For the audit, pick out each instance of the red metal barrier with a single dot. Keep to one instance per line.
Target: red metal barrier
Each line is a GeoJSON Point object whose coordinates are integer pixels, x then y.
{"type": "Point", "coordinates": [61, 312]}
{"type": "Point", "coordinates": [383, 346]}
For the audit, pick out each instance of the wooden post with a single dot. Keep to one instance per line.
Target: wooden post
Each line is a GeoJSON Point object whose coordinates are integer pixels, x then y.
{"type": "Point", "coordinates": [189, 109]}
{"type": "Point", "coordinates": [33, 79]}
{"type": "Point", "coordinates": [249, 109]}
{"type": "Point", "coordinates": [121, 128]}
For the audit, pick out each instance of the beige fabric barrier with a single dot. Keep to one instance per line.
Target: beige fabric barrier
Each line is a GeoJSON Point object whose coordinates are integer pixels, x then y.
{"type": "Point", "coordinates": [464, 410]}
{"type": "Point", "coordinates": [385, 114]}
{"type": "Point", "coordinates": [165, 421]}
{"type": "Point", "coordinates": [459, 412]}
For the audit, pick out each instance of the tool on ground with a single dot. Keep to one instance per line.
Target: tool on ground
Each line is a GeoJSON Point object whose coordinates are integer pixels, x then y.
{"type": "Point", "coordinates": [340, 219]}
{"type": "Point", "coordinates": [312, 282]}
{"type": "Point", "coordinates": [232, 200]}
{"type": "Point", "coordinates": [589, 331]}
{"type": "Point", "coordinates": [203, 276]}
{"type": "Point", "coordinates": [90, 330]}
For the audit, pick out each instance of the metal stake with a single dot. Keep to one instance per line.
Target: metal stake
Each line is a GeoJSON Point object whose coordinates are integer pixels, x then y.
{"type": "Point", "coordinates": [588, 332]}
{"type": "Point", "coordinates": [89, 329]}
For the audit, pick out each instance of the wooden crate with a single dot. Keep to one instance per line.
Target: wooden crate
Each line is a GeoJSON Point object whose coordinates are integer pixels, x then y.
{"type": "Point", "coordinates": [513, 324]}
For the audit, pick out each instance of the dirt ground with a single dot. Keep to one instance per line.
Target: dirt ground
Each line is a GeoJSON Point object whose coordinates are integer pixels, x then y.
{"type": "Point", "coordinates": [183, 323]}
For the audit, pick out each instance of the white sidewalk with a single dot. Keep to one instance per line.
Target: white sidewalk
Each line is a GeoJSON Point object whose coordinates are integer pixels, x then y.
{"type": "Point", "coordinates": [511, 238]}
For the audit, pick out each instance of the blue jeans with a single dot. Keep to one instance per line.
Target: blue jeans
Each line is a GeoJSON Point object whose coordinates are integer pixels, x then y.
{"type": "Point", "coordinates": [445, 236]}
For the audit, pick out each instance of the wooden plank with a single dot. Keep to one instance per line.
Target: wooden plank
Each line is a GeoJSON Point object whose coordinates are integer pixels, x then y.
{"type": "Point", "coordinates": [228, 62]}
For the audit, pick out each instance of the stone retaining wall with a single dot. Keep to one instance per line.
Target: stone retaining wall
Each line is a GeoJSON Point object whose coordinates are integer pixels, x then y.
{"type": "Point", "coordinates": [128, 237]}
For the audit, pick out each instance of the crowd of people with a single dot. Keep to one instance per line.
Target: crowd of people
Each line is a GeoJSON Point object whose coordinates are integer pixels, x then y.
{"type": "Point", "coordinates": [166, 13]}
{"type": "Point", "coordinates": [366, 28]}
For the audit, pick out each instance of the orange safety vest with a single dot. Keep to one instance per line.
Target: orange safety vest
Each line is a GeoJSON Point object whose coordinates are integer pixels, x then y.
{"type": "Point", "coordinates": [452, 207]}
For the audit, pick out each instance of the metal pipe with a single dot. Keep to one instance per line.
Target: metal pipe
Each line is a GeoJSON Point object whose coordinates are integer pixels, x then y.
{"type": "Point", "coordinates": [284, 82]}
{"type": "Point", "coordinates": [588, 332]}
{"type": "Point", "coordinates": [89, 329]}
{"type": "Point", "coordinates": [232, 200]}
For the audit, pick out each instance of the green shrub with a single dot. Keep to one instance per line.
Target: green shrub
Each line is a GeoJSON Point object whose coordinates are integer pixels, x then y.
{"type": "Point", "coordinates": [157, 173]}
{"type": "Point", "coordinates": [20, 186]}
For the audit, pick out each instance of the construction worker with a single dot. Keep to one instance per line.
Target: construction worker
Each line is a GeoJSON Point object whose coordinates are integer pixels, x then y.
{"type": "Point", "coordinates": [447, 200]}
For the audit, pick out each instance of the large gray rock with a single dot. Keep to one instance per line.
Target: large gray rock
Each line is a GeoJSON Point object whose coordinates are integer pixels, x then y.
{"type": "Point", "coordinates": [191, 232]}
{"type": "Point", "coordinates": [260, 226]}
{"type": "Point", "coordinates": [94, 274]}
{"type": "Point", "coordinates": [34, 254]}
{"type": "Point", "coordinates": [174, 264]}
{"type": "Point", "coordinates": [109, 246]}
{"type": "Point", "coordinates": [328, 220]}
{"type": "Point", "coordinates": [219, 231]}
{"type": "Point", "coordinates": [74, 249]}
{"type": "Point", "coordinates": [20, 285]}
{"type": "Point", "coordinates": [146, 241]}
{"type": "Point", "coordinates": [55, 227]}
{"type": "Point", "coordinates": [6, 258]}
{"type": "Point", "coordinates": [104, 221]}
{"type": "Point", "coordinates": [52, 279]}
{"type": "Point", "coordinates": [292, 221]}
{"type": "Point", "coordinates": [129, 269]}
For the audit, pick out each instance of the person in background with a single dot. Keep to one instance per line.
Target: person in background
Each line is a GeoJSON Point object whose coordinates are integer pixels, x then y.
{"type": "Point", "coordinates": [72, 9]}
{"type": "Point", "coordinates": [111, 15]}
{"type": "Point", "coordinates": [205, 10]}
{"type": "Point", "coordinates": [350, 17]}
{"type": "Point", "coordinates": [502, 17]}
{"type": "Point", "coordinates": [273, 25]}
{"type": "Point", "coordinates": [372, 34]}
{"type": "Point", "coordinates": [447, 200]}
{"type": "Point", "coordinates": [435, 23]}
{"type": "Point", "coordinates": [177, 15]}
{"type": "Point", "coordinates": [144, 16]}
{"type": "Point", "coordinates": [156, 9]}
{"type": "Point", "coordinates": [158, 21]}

> **Work request**
Wherever "pipe" turns up in the records, copy the whole line.

> **Response below**
For the audit, pick out each instance of the metal pipe with a single dot. Keep to one instance per line.
Target: metal pipe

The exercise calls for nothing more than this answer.